Requirements: Copy every entry below word for word, leaving out the pictures.

Records for this task:
━━━━━━

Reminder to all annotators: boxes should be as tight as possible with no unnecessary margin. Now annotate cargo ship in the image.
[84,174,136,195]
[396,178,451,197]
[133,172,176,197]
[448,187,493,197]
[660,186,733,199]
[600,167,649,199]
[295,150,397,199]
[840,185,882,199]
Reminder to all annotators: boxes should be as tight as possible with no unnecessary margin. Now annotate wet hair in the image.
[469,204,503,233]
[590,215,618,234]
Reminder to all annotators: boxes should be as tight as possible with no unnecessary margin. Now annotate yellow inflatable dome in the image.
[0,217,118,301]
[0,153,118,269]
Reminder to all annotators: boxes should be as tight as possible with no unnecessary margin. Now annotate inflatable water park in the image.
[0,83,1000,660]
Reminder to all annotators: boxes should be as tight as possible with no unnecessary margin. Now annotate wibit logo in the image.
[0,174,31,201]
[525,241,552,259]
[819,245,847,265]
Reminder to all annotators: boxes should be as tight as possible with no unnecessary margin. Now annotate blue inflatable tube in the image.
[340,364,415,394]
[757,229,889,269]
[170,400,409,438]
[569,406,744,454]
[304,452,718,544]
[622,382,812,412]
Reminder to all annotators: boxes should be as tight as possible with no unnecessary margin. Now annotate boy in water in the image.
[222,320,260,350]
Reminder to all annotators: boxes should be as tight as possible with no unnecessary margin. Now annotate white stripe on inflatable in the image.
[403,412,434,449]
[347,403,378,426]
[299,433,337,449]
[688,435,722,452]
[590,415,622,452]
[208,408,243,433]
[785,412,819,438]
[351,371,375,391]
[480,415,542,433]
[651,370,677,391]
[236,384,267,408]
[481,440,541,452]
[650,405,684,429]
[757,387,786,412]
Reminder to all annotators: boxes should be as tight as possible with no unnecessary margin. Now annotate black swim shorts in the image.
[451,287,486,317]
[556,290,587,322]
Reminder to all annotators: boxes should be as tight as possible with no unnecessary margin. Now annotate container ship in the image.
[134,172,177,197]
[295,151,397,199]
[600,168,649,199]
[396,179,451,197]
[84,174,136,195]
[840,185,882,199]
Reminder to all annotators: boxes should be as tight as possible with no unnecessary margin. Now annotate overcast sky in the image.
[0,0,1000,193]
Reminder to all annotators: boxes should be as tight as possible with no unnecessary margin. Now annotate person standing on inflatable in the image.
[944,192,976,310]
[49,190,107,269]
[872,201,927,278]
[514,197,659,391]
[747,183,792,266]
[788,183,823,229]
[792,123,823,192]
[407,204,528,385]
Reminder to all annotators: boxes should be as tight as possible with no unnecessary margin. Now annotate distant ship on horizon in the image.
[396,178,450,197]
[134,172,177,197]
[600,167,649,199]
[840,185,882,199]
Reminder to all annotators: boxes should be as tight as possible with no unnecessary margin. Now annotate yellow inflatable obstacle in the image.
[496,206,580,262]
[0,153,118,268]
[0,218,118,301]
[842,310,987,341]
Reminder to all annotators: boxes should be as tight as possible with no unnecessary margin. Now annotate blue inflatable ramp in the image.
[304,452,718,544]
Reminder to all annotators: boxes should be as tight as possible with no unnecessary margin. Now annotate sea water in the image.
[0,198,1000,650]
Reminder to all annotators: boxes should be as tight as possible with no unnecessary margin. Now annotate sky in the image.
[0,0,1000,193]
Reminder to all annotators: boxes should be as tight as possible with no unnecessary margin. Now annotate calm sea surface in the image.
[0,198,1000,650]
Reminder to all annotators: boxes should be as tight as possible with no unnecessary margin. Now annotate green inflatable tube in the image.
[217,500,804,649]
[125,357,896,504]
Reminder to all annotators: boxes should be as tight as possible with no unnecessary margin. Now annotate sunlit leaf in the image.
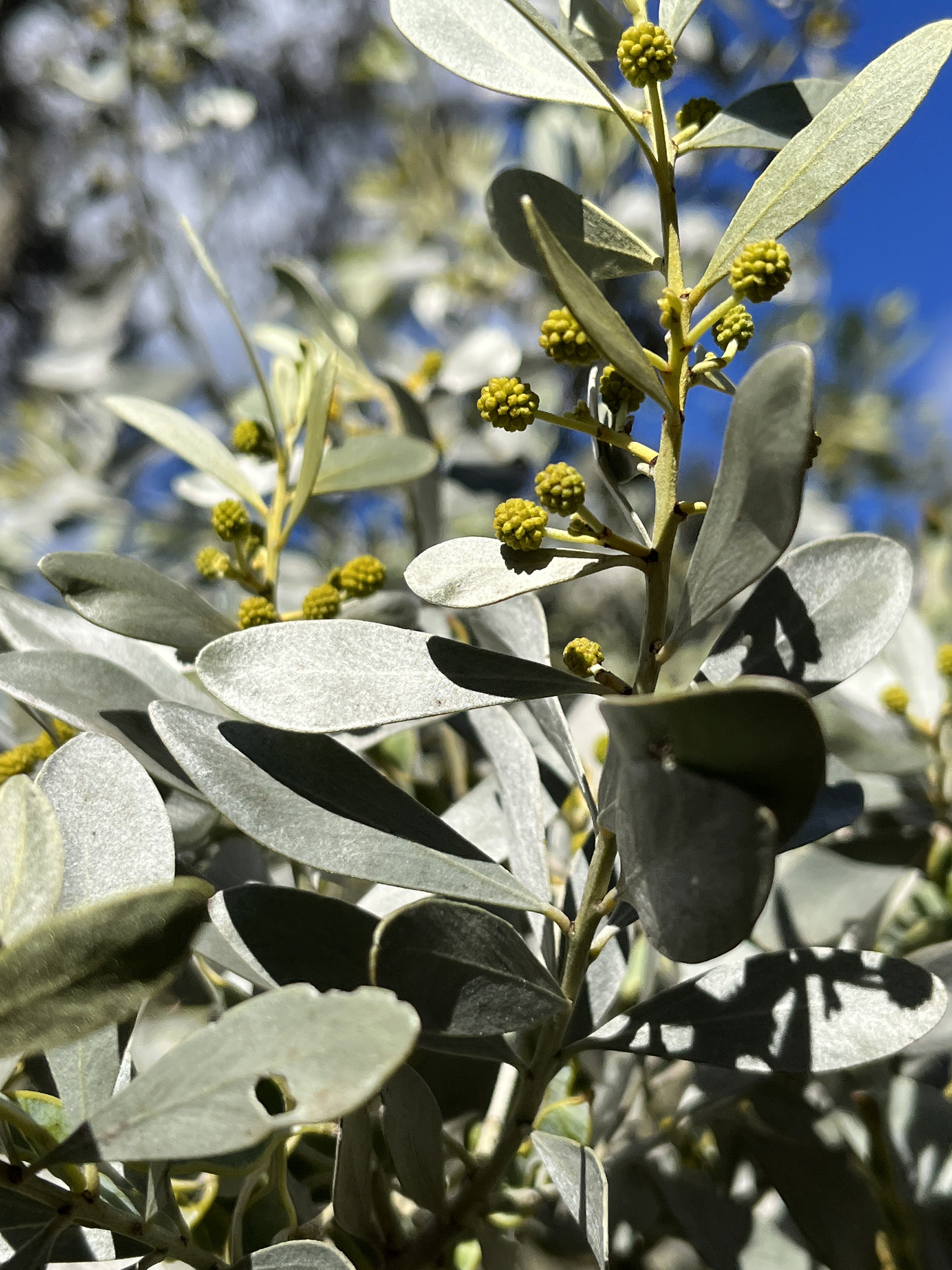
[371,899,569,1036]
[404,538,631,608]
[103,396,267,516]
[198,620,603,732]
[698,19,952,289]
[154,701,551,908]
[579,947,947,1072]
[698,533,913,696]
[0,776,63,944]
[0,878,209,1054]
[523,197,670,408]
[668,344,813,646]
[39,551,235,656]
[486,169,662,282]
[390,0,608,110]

━━━━━━

Problem solution:
Reminder to all annotators: boxes should be as tight as possible with no unnecessary margin. Now annotate cargo ship in the image.
[84,174,136,195]
[396,178,451,197]
[133,172,176,197]
[448,187,493,197]
[660,186,733,199]
[600,167,649,199]
[295,150,397,199]
[840,185,882,199]
Reminder to all annotators: boxes should be as tight as possible with no unnecessary margin. Now annotate wet hair in the image.
[469,204,503,233]
[590,215,618,234]
Reminder to all annotators: boxes should be as tight as possible with no unnecessary margin. Now annotate yellow inflatable dome in the image.
[0,217,118,301]
[0,153,118,269]
Reminder to all annotators: boxes should be as tight as possible with no unnecessary margin. Now annotate inflatable water park in the image.
[0,83,1000,660]
Reminder to all annotators: boxes should be as tight as possible with no unnecessary margin. Now annotate wibit logo in the image.
[0,174,31,201]
[525,241,552,259]
[819,245,847,265]
Reminder to all annotators: boxes should be as tight as possible with no unnecessary margin. Now annotate blue inflatable tube in the image.
[340,364,415,394]
[757,229,889,269]
[170,400,409,438]
[569,406,744,454]
[304,452,718,544]
[622,382,812,412]
Reminder to all annotators: boxes should be as tight as possible with no unnecessary margin. Now annotate boy in water in the image.
[222,320,260,350]
Reminder to all annotators: boxes should be as tight as possible with no unnecessary margin. Now annotate white stripe on inflatable in the image.
[403,412,434,449]
[347,403,378,426]
[299,433,337,449]
[688,435,722,452]
[590,415,622,452]
[208,408,243,433]
[785,412,819,438]
[351,371,375,391]
[480,415,542,433]
[651,370,677,391]
[236,384,267,408]
[481,440,541,452]
[650,405,684,429]
[757,387,786,412]
Reminder to all annotators: boxes should be as tight as possible with no unnecessary margin. Now annotate black swim shorts in the image.
[451,287,486,317]
[556,290,587,322]
Reminder to all annotators: boxes should be as tight as possible with no unnecessary margin. Now annotate container ship in the image.
[134,172,177,197]
[295,151,397,199]
[600,168,649,199]
[396,179,451,197]
[84,174,136,195]
[840,185,882,199]
Reminder to all annotators: boxes should be as tight as possible with no unnecessary margin. Now annotate overcast sky in the image.
[0,0,1000,193]
Reminder to all annotators: boxes should be as tight as possible with no unnecessary margin. Now annotate person standing on inflatable in the image.
[944,192,976,310]
[49,190,107,269]
[872,201,927,278]
[514,197,659,391]
[747,183,792,266]
[788,183,823,229]
[792,123,823,192]
[407,204,528,385]
Reminder to all annotators: boxes should be as tight as possible with no unnecessary margin. Now annotate distant ship on horizon in the image.
[396,178,450,197]
[134,172,177,197]
[600,167,649,199]
[840,185,882,199]
Reminder to all annotators: boxes should be as tight as possible with no unnecessary margin. Now annotate yellow inflatable obstacle in the image.
[496,206,580,262]
[0,153,118,268]
[0,218,118,301]
[842,310,987,341]
Reminder to all annotators: boxes should be as tight as possible with no unnecessary margin. Now annotate blue inflatable ramp in the image.
[304,452,718,544]
Reminder to all annotators: boxes should be as tight as possible with no unnecessary margin. Now annotate sea water in the image.
[0,198,1000,650]
Reminder to all annotators: boxes should be as tight as possible with no unnecessary margin. Now annotate sky in the image.
[0,0,1000,193]
Reminder to all annotators: boxes should be as tight as possible with no unnecessary margin. Now annotate calm sea surface in the image.
[0,198,1000,650]
Reminder to all annotators: boxes should be as tight as possible with no unnecessary margin. Now annotate green inflatable tube in the image.
[217,500,804,649]
[125,357,896,504]
Reminder to all annotators: boxes should be as tight as possible with no unnecessary margin. Now annotate sunlit leaf in the image.
[371,899,569,1036]
[404,538,631,608]
[103,396,267,516]
[198,620,603,732]
[698,19,952,289]
[154,701,551,908]
[579,947,947,1072]
[698,533,913,696]
[0,776,63,944]
[0,878,209,1054]
[523,197,670,408]
[668,344,813,646]
[39,551,235,656]
[486,169,662,282]
[390,0,608,110]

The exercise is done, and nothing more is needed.